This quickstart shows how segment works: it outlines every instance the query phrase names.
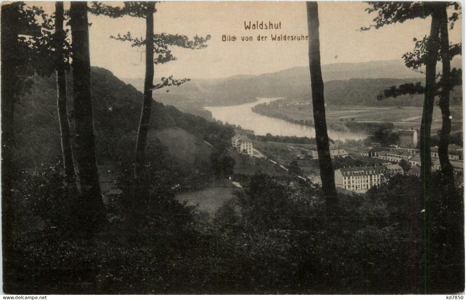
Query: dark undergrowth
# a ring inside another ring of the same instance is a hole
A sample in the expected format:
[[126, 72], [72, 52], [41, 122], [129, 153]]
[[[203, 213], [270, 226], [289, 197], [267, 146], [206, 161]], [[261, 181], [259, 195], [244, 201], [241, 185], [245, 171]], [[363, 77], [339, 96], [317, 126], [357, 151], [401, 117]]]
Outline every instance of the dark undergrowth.
[[[316, 187], [258, 174], [212, 218], [177, 201], [175, 183], [153, 170], [146, 176], [134, 201], [120, 178], [122, 192], [105, 197], [106, 220], [89, 228], [70, 213], [79, 197], [52, 187], [61, 186], [59, 172], [24, 174], [3, 256], [4, 292], [423, 293], [425, 284], [432, 293], [464, 290], [463, 195], [444, 192], [441, 178], [425, 246], [415, 177], [393, 177], [365, 195], [340, 194], [338, 216], [326, 217]], [[418, 275], [425, 263], [427, 281]]]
────
Task to complete:
Leave out all pictures, then copy the remaining material exactly.

Output of the exercise:
This quickstart shows how segment works: it outlines every instance the query phrase names.
Query: dark undergrowth
# a ring inside another ring of the same instance is a hole
A sample in the expected format:
[[126, 72], [72, 52], [41, 122], [129, 153]]
[[[203, 213], [270, 226], [289, 197], [267, 146], [206, 161]], [[261, 181], [259, 195], [244, 201], [241, 185], [245, 171]], [[363, 77], [339, 96], [317, 126], [357, 151], [401, 117]]]
Outline every instance of the dark undergrowth.
[[[316, 187], [258, 174], [212, 218], [177, 201], [175, 183], [153, 170], [146, 176], [134, 201], [120, 178], [122, 192], [105, 197], [106, 220], [89, 228], [70, 213], [79, 197], [52, 187], [61, 186], [59, 172], [24, 174], [3, 256], [4, 292], [423, 293], [425, 284], [432, 293], [464, 290], [463, 195], [444, 192], [441, 178], [425, 246], [415, 177], [393, 177], [365, 195], [340, 194], [338, 216], [326, 217]], [[418, 275], [425, 263], [427, 281]]]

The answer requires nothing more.